• Passage to read:
────────────────────

Ramamurti Shankar (born April 28, 1947) is the Josiah Willard Gibbs professor of Physics at Yale University, in New Haven, Connecticut.

Education 
He received his B. Tech in electrical engineering from the Indian Institute of Technology in Madras and his Ph.D. in theoretical particle physics from the University of California, Berkeley (1974).

Career 
His research is in theoretical condensed matter physics, although he is also known for his earlier work in theoretical particle physics. In 2009, Shankar was awarded the Julius Edgar Lilienfeld Prize from the American Physical Society for "innovative applications of field theoretic techniques to quantum condensed matter systems". After three years at the Harvard Society of Fellows, he joined the Yale physics department, which he chaired between 2001-2007. He is a fellow of the American Academy of Arts and Sciences. He is the second Indian after S. Chandrasekhar to be a member of Harvard Society of Fellows.

────────────────────

• Labeled-object pointing rows:
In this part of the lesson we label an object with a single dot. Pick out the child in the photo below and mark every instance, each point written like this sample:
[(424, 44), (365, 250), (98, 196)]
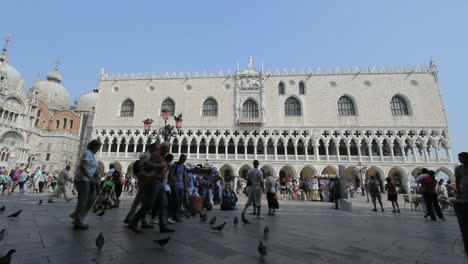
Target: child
[(390, 187)]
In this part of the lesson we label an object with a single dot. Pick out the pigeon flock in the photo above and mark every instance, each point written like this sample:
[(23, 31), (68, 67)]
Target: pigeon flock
[(262, 250)]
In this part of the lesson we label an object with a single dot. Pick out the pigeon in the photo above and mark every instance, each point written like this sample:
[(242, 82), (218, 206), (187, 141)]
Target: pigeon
[(6, 259), (262, 249), (245, 221), (15, 214), (162, 242), (266, 232), (203, 217), (213, 220), (220, 227), (100, 241)]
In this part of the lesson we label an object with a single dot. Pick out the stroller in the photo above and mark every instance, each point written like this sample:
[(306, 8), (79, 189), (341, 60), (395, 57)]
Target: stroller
[(106, 196)]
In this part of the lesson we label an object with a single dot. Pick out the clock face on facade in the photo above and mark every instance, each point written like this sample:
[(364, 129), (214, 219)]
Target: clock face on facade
[(13, 105)]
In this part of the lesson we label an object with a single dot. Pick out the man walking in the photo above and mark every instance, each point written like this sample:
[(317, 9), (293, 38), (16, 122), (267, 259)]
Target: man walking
[(461, 176), (374, 189), (154, 190), (63, 180), (255, 176), (178, 182)]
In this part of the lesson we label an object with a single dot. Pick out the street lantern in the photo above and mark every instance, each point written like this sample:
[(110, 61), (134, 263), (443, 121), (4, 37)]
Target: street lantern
[(147, 124), (165, 114)]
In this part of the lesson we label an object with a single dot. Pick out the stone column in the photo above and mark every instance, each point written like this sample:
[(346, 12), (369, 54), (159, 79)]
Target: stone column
[(402, 149), (255, 151), (276, 151), (414, 149), (369, 149), (348, 151), (392, 153), (425, 154), (295, 151), (326, 153), (437, 149), (381, 152), (337, 149), (359, 153), (317, 155), (286, 151), (235, 150)]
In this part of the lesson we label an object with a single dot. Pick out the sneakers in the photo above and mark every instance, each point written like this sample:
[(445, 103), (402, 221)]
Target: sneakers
[(166, 230)]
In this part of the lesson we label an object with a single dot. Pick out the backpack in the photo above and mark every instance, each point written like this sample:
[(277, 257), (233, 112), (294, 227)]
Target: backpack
[(374, 186)]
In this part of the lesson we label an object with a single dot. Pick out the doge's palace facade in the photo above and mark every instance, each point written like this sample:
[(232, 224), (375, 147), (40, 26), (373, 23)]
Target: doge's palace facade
[(388, 121)]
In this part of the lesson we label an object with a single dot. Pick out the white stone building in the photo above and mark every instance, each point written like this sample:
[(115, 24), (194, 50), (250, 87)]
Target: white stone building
[(38, 127), (389, 121)]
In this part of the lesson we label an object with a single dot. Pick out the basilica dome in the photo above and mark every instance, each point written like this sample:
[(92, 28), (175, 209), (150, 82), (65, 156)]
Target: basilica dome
[(87, 102), (51, 91), (10, 79)]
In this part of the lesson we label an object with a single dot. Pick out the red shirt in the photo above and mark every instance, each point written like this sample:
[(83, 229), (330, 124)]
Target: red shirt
[(391, 188), (157, 158)]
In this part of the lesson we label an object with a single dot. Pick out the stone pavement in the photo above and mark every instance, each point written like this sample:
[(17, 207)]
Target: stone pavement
[(302, 232)]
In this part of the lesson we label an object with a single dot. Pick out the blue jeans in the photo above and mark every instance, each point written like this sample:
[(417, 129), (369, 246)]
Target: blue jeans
[(86, 197), (178, 196), (151, 194)]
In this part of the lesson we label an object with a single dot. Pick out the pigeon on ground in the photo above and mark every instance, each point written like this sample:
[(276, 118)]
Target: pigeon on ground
[(16, 214), (6, 259), (220, 227), (262, 249), (266, 232), (203, 217), (213, 220), (100, 241), (245, 221), (162, 242)]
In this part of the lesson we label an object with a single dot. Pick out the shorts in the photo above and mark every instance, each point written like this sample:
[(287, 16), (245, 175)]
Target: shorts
[(392, 197), (376, 196)]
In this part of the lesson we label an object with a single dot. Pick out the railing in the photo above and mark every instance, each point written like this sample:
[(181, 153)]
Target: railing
[(281, 157)]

────────────────────

• Things to do:
[A] Change "single dot" to "single point" in the rows, covering everything from the start of the rows down to the line containing "[(13, 105)]", and leave all else the same. Omit the pictures from your answer.
[B] Go on with the biography of Ramamurti Shankar, starting after its last sentence.
These rows have no connection to the biography of Ramamurti Shankar.

• Responses:
[A]
In this part of the lesson we label an object with a single point. Pick out the child in the photo below and mark every instance, each point written like this sample:
[(424, 44), (365, 250), (98, 196)]
Target: child
[(390, 187)]
In this part of the lesson we label an object with a single point. Pick out the pigeon flock in the photo above and mark every instance, each point written like this sample:
[(23, 31), (68, 67)]
Target: pigeon flock
[(262, 250)]
In this part of the lesson we label an object with a single point. Pick out the pigeon in the photo above and mark every instance, each point written like this sample:
[(242, 82), (218, 206), (187, 141)]
Target: pigeon
[(6, 259), (262, 249), (245, 221), (15, 214), (162, 242), (266, 232), (203, 217), (213, 220), (220, 227), (100, 241)]
In this part of the lesson we label an object with a single point. Pick out the stroller in the photo above and mark every instance, each point written like this sample:
[(306, 8), (79, 189), (341, 60), (395, 57)]
Target: stroller
[(106, 196)]
In this part of the lesson we label an object with a single point. Pick out the clock face on facade in the photo above and mark every instance, each point written like this sample:
[(364, 129), (214, 219)]
Target: clock face on facade
[(13, 105)]

[B]
His Youtube lectures have been viewed by over 20 million people. In 2004 he was appointed the John Randolph Huffman Professor of Physics and in 2019 the Josiah Willard Gibbs Professor of Physics.

Selected publications
Principles of Quantum Mechanics, Plenum, 1994.
Basic Training in Mathematics, Plenum, 1995.
Fundamentals of Physics, Yale Press, 2014.
Fundamentals of Physics II, Yale Press, 2016.
Quantum Field Theory and Condensed Matter: An Introduction, Cambridge University Press, 2017.

References

External links
 Ramamurti Shankar webpage at Yale University
 Fundamentals of Physics Lectures on YouTube.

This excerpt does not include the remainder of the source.